▶ _GIVEN TASK_: Copy out the post below on fitting a downhole choke to a gas well, word for word and in full.

▶ _EXCERPTED PASSAGE_:

-------

Has anyone ever had experience with or modelled a downhole choke for a gas well to manage tophole pressure and reduce temperature drop across wellstream choke?

 

I'm looking at a typical gas well and hydrates / wax downstream of the wellhead choke. The flowing tubing head pressure (FTHP) from the well could range from 90 - 160 barg at flowing tophole temp approx. 35C and the pressure is let down across the choke to 75 barg.  

 

At an FTHP higher than 100 barg methanol & PPD requirements are excessive.

 

Apparently when the pressure is reduced downhole the gas stream will heat up because of the high ground temperature. This results in a lower flowing tubing head pressure (FTHP) and a higher temperature downstream of the wellhead choke valve.

 

So the plan is to install a downhole choke to limit the FTHP to 100 barg at FTHPs higher than this.

-------

▶ _SUPPLIED MATERIAL_:
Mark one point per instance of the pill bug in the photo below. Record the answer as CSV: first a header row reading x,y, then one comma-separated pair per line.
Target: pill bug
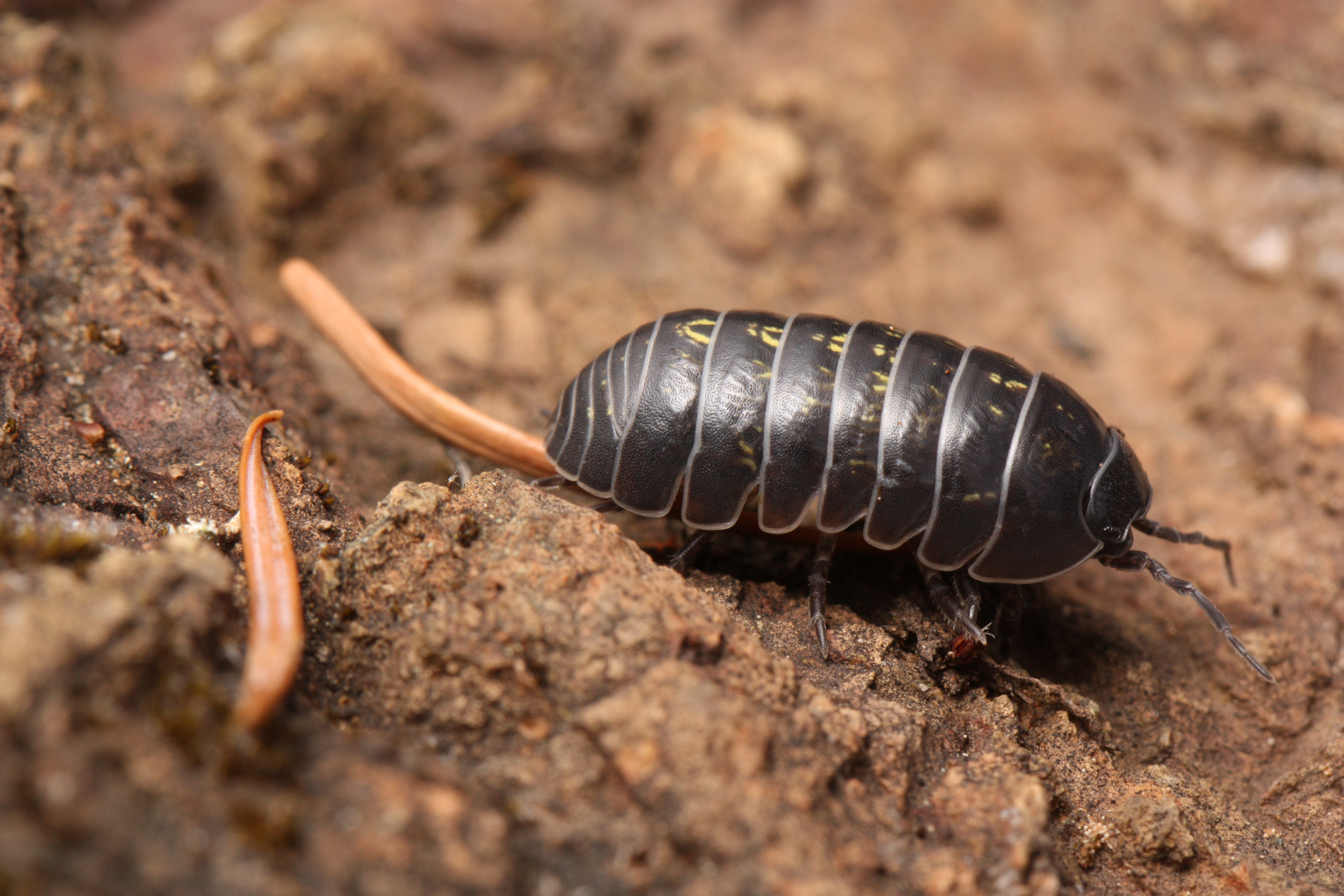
x,y
1007,476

-------

▶ _RESULT FOR THIS TASK_:
Has anyone ever had experience with or modelled a downhole choke for a gas well to manage tophole pressure and reduce temperature drop across wellstream choke?

 

I'm looking at a typical gas well and hydrates / wax downstream of the wellhead choke. The flowing tubing head pressure (FTHP) from the well could range from 90 - 160 barg at flowing tophole temp approx. 35C and the pressure is let down across the choke to 75 barg.  

 

At an FTHP higher than 100 barg methanol & PPD requirements are excessive.

 

Apparently when the pressure is reduced downhole the gas stream will heat up because of the high ground temperature. This results in a lower flowing tubing head pressure (FTHP) and a higher temperature downstream of the wellhead choke valve.

 

So the plan is to install a downhole choke to limit the FTHP to 100 barg at FTHPs higher than this.